■ **Problem**
Convert the data below into a Markdown table with the columns "Number" and "Content," one row per line and blank lines skipped. Omit the pictures from the table.
◇ ◇ ◇ ◇ ◇ ◇ ◇
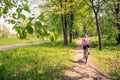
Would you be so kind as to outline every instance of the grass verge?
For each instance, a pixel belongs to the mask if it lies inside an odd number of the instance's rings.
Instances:
[[[75,47],[59,41],[0,51],[0,79],[56,80],[71,66]]]
[[[40,41],[38,38],[27,38],[27,39],[18,39],[18,38],[0,38],[0,46],[7,46],[19,43],[35,42]]]
[[[108,73],[113,79],[120,79],[120,45],[103,40],[103,49],[98,50],[97,39],[92,39],[92,59],[102,72]]]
◇ ◇ ◇ ◇ ◇ ◇ ◇
■ **The reply**
| Number | Content |
|---|---|
| 1 | Would you be so kind as to outline every instance of the grass verge? |
| 2 | For each instance, a pixel belongs to the mask if it lies inside an odd number of the instance's rings. |
| 3 | Instances: |
| 4 | [[[75,47],[59,41],[0,51],[0,79],[56,80],[71,66]]] |
| 5 | [[[40,41],[38,38],[27,38],[27,39],[18,39],[18,38],[0,38],[0,46],[7,46],[19,43],[35,42]]] |
| 6 | [[[108,73],[113,79],[120,79],[120,45],[103,40],[103,49],[98,50],[97,39],[92,39],[92,59],[102,72]]] |